- Document text

==============================

Description

Within the international PRIBOMAL consortium, Crucell is participating in pre-clinical studies towards an affordable, safe and efficacious two-component pediatric malaria vaccine. The aim of this project is to demonstrate feasibility (safety and efficacy) in pre-clinical studies of a novel, affordable, two-component, pediatric malaria vaccine.

Development Rationale

Malaria is one of the major public health challenges in the world, causing more than one million deaths each year. The disease affects primarily children of the developing world, and it is understood to be both a disease of poverty and a cause of poverty. The available measures, such as personal protection or drugs, have proven insufficient to control the disease. A safe, affordable and efficacious pediatric malaria vaccine, which fits in the existing WHO Expanded Program on Immunization, would solve tremendous suffering to human kind.

Development Status

The vaccine consists of a prime, to be administered at birth, of a novel recombinant BCG vector carrying, preferentially, multiple antigens derived from the Plasmodium falciparum parasite, the cause of malaria. The priming vaccine is followed at week 14 after birth by a booster vaccination using an industrially developed, recombinant adenoviral vector carrying the identical P. falciparum antigens as the rBCG-based malaria vaccine.

 

Although no vaccine is available yet, studies using a truncated circumsporozoite (CS) protein of P. falciparum directly fused to the hepatitis B surface antigen, named RTS,S, has shown excellent safety and provided approximately 30-40% protection in human field trials in Africa. Such studies are extremely important because they demonstrate the feasibility of effective vaccination against P. falciparum, although RTS,S induced only limited memory T-cell responses and consequently the immune response lasted only for a short period.

 

It is now generally accepted that immunological control of P. falciparum will require a vaccine that induces both high level neutralizing antibodies as well as strong T-cell response. Hereto, many different technologies are currently being explored including vaccines based on synthetic peptides/proteins, recombinant DNA, recombinant viral vectors, and attenuated bacterial vectors.

 

Among all the technologies currently under development there are two systems, i.e. recombinant BCG (rBCG) and recombinant adenovirus (rAd), that stand out from the rest, based on their ability to elicit strong antigen-specific humoral and cellular host responses, and the availability of efficient production systems able to provide sufficient vaccine dosages for hundreds of millions in need. Crucell’s AdVac® technology is currently being evaluated against, amongst others, poverty-related diseases malaria, tuberculosis and HIV. The two vaccine components will be assembled according to the latest developments in industrial and academic vaccine technology, which are considered as state of the art.

==============================

- Prompt A
Could you turn the paragraph of the malaria vaccine description beginning "Malaria is one of the major public health challenges" into a short bulleted list that keeps its main facts?
- Prompt B
Can you reproduce the malaria vaccine description word for word from "Among all the" to "of the art."?
The material comes from a separate source, unrelated to the malaria vaccine description.

- Input data
==============================

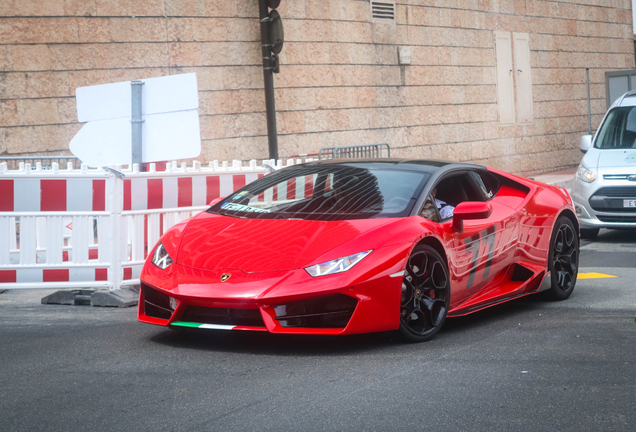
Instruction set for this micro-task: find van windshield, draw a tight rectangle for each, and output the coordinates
[594,107,636,149]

==============================

- Your response A
- Malaria is a major world public health challenge, causing more than one million deaths each year.
- It mainly affects children in the developing world and is seen as both a disease of poverty and a cause of poverty.
- Available measures, such as personal protection or drugs, have proven insufficient to control it.
- A safe, affordable and efficacious pediatric vaccine that fits the WHO Expanded Program on Immunization would relieve tremendous suffering.

- Your response B
Among all the technologies currently under development there are two systems, i.e. recombinant BCG (rBCG) and recombinant adenovirus (rAd), that stand out from the rest, based on their ability to elicit strong antigen-specific humoral and cellular host responses, and the availability of efficient production systems able to provide sufficient vaccine dosages for hundreds of millions in need. Crucell’s AdVac® technology is currently being evaluated against, amongst others, poverty-related diseases malaria, tuberculosis and HIV. The two vaccine components will be assembled according to the latest developments in industrial and academic vaccine technology, which are considered as state of the art.